(Records from a data source)
■ ■ ■
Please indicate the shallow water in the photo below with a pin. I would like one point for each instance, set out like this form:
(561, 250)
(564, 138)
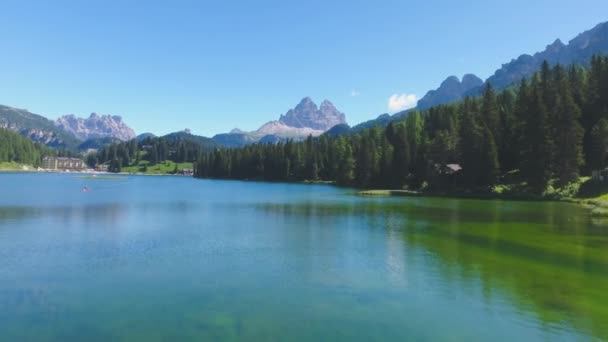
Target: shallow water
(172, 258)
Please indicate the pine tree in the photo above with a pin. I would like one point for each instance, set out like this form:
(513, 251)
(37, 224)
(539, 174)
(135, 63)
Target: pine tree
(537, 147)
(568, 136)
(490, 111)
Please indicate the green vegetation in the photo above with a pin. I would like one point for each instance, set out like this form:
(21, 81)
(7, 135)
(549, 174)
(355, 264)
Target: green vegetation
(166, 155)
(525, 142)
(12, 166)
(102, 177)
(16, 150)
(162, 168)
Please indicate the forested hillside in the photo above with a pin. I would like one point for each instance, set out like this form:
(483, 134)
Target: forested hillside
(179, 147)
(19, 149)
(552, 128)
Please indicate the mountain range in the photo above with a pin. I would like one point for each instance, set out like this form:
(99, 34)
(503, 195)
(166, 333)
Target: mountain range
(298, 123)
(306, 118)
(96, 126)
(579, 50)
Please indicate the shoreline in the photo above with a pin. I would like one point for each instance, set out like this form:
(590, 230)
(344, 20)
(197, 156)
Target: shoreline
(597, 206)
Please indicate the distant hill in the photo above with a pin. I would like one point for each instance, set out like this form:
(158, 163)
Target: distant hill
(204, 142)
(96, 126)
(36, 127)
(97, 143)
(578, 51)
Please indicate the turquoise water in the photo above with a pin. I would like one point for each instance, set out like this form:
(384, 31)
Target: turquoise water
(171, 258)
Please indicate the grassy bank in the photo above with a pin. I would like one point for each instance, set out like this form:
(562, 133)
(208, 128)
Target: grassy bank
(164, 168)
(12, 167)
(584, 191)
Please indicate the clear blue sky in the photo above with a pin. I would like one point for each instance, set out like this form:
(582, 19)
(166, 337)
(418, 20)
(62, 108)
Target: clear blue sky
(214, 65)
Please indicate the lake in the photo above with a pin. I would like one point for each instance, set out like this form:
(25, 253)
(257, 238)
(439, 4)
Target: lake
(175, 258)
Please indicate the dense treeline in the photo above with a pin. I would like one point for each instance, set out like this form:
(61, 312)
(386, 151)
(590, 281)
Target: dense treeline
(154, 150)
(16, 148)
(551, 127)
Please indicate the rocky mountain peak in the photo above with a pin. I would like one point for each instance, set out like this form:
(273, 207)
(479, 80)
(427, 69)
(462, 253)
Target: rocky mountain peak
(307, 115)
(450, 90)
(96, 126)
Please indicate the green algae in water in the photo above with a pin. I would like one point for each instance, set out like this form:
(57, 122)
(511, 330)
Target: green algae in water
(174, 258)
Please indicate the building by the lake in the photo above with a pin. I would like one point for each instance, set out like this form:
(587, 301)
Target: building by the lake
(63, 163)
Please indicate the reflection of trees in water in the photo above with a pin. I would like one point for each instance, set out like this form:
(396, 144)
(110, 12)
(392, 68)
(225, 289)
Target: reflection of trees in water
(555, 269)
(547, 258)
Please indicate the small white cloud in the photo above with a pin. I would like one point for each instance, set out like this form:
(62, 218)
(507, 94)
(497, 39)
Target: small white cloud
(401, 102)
■ ■ ■
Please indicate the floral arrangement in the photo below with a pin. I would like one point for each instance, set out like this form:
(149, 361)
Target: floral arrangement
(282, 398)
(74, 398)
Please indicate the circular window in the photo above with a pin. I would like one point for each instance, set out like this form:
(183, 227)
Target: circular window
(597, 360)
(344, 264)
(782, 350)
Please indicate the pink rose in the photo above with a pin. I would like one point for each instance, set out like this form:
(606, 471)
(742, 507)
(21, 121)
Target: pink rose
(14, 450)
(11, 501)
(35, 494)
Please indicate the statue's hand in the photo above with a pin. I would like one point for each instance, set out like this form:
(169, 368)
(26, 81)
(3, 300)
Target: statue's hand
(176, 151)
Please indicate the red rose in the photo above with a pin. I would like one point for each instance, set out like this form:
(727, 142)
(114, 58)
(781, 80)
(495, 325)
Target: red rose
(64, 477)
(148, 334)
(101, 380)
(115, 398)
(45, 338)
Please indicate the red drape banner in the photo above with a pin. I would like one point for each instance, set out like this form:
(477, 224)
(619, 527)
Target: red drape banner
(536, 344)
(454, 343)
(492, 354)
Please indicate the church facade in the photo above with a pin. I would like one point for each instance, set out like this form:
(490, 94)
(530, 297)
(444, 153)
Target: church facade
■ ■ ■
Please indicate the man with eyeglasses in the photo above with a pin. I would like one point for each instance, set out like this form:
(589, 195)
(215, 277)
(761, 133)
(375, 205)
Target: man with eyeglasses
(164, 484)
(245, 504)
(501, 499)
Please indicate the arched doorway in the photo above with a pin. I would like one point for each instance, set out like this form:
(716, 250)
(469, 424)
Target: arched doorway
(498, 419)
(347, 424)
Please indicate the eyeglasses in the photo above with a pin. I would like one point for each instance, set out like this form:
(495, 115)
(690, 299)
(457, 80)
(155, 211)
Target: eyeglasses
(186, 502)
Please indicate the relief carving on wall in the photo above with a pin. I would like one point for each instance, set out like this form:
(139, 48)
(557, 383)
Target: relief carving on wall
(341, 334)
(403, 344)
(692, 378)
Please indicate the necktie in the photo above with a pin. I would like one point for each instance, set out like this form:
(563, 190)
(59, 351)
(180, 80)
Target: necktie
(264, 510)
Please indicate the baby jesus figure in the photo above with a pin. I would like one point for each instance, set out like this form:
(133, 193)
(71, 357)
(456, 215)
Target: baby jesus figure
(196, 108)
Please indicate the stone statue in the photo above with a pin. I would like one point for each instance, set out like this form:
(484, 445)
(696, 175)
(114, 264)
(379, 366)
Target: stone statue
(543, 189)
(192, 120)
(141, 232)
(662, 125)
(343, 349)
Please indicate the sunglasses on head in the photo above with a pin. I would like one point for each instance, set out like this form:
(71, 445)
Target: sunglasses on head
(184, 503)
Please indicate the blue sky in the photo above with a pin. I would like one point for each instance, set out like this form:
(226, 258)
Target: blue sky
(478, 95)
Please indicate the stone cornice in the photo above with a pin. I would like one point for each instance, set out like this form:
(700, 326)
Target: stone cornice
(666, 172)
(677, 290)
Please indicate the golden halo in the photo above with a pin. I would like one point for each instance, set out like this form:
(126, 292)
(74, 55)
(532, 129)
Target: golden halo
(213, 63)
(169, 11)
■ ■ ■
EXERCISE DESCRIPTION |
If a line of the data contains the word "church", it counts toward the total; state that total alone.

COMPLETED TASK |
2